Rewrite each of the lines below with "put one point on" replaced by "place a single point on" everywhere it occurs, leaving all other wording unchanged and omitting the pictures.
======
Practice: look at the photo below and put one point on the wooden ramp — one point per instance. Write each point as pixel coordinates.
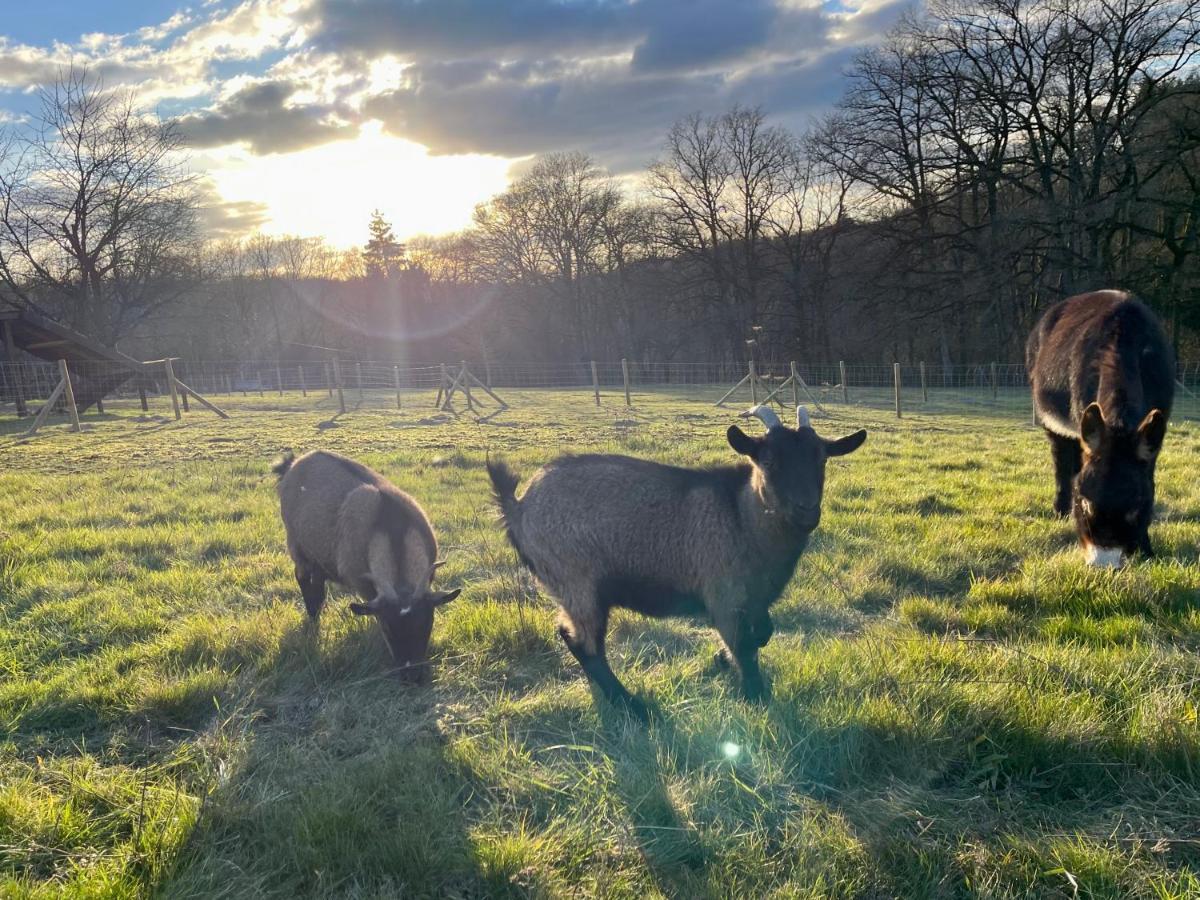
(95, 370)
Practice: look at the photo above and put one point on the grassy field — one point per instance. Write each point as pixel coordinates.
(960, 707)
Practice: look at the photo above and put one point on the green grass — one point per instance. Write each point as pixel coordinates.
(960, 707)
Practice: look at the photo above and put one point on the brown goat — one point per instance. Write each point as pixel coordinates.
(349, 525)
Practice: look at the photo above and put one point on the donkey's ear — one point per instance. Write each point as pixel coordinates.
(1092, 429)
(439, 598)
(743, 443)
(1150, 435)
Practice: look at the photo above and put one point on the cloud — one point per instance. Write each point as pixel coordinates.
(228, 219)
(261, 117)
(607, 77)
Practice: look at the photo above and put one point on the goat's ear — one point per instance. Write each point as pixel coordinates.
(743, 443)
(1150, 435)
(439, 598)
(847, 444)
(1091, 429)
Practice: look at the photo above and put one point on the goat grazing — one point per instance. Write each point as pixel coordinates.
(1103, 381)
(604, 531)
(349, 525)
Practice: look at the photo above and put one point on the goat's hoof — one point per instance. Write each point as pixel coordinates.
(756, 694)
(633, 706)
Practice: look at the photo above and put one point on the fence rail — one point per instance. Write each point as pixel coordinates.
(947, 387)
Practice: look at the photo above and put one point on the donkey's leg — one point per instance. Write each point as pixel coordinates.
(1068, 459)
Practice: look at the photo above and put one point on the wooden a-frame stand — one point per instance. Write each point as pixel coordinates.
(756, 383)
(462, 382)
(178, 389)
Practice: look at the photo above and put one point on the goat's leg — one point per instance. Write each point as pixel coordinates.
(582, 628)
(312, 588)
(742, 637)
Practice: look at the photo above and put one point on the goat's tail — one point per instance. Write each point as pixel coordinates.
(504, 489)
(283, 463)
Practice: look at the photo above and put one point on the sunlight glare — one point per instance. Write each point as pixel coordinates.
(331, 190)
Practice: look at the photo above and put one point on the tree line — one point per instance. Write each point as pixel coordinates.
(988, 159)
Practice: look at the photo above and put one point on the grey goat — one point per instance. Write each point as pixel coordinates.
(604, 531)
(349, 525)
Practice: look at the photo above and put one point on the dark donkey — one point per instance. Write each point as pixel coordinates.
(1103, 382)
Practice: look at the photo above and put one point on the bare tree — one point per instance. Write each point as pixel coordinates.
(97, 211)
(717, 185)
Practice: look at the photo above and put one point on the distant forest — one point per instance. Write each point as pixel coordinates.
(985, 161)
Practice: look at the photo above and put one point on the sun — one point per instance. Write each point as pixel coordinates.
(329, 191)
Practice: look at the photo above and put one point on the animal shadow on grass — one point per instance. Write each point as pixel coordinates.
(345, 787)
(919, 790)
(670, 846)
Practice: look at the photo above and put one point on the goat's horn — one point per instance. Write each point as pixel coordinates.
(766, 413)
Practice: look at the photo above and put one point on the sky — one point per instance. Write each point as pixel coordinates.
(305, 115)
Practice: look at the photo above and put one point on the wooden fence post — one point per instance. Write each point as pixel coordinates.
(442, 385)
(337, 381)
(70, 391)
(18, 387)
(466, 384)
(171, 387)
(895, 375)
(183, 395)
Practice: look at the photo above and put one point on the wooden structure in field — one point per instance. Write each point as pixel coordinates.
(95, 370)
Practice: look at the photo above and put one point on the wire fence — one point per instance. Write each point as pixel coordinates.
(999, 388)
======
* Worked solution:
Practice: look at the photo below and place a single point on the wooden ramp — one point per instance. Write each point as pixel coordinates.
(95, 370)
Practice: look at the photo above and place a single point on the grassy field — one point per instance. Write each point as pixel coordinates.
(960, 707)
Practice: look at the photo above and place a single point on the green grass — one point per instance. Write each point as pixel coordinates.
(960, 707)
Practice: look at the photo above and place a single point on the brown goat — one point per instance. Write each point as pixel coordinates.
(349, 525)
Practice: look at the photo above and place a single point on the donkey's ear — one point per instance. Write each point as pixel coordinates.
(1092, 429)
(439, 598)
(743, 443)
(1150, 435)
Practice: look at the photo above and place a single point on the cloud — one point per instance. Write each point as pixel coordinates.
(228, 219)
(261, 117)
(607, 77)
Practice: look at the photo above and place a single point on the goat's ear — one point per instance. Write each point as pixel coordinates.
(743, 443)
(1150, 435)
(439, 598)
(847, 444)
(1091, 429)
Practice: look at the photo above and place a single point on the goat grazing — one point per instance. Write each point as pixel coordinates.
(1103, 381)
(604, 531)
(349, 525)
Practice: look at the photo above and place a single point on the goat's hoof — one point per instance. Write each point as pixel coordinates.
(756, 694)
(633, 706)
Practice: look at the photo above and place a single point on the fence rail — one point per instance. Write each point as pixel coordinates.
(947, 387)
Practice: look at the photo above and place a single point on the donkey's leg — one point per instance. Write each point as pixel coordinates.
(1068, 459)
Practice: look at the photo above and place a single point on the wooden a-frame stand — one point per instance. Write each point as pixel coordinates.
(756, 383)
(462, 382)
(178, 389)
Practice: look at the photo above and place a single point on the goat's leg — one point per instance. Write each point as pixel coordinates.
(582, 628)
(312, 588)
(742, 637)
Practice: look at the photo above and place a single point on the goat's tail — one point per instance. Write each point as pixel coordinates.
(504, 489)
(283, 463)
Practice: look at the photo above and place a single point on the sunlight glare — one point per instance. Write each point as pixel coordinates.
(331, 190)
Practice: look at the photo above and place a single point on the tree line — one point per instance. Write each point as pixel coordinates.
(988, 159)
Practice: look at the photo above and place a single point on the grey goat — one point per instance. Write each point as pixel coordinates.
(604, 531)
(349, 525)
Practice: look at the photo above and place a single point on the dark donkey — one point per instance. Write each point as pixel coordinates.
(1103, 382)
Practice: look at the photo above and place a single point on the bare tree — one point per instance. Write each point as pixel coordinates.
(97, 211)
(717, 185)
Practice: look at the photo above and place a single point on the distant forest — one point per instance. Write each point as pixel coordinates.
(985, 161)
Practice: look at the photo above and place a single point on the sun — one point per instance. Write each point as pixel coordinates.
(329, 191)
Practice: look at the photo above and place a single point on the animal shadow on grass — one point per instance. Write each point as pixel coordinates.
(345, 787)
(919, 790)
(670, 846)
Practice: look at the photo above and place a single point on the goat's horn — one point per instance. Write each point as pixel coordinates.
(766, 413)
Practice: look at the photo above and place a single point on the sky — one point per instance. Write each point as pixel coordinates.
(305, 115)
Practice: look at the photo above and place a single point on the wooden fence post — one point per instance. Write each point as pixel coordinates.
(442, 385)
(337, 381)
(70, 391)
(18, 387)
(466, 384)
(171, 387)
(895, 375)
(183, 395)
Practice: look at the photo above and place a single point on the wooden structure in field — one point per instance. Write each point as pixel coordinates.
(95, 370)
Practice: look at the photo above and place a single point on the wire fence — one point per instance. Write each point as pixel coordinates.
(999, 388)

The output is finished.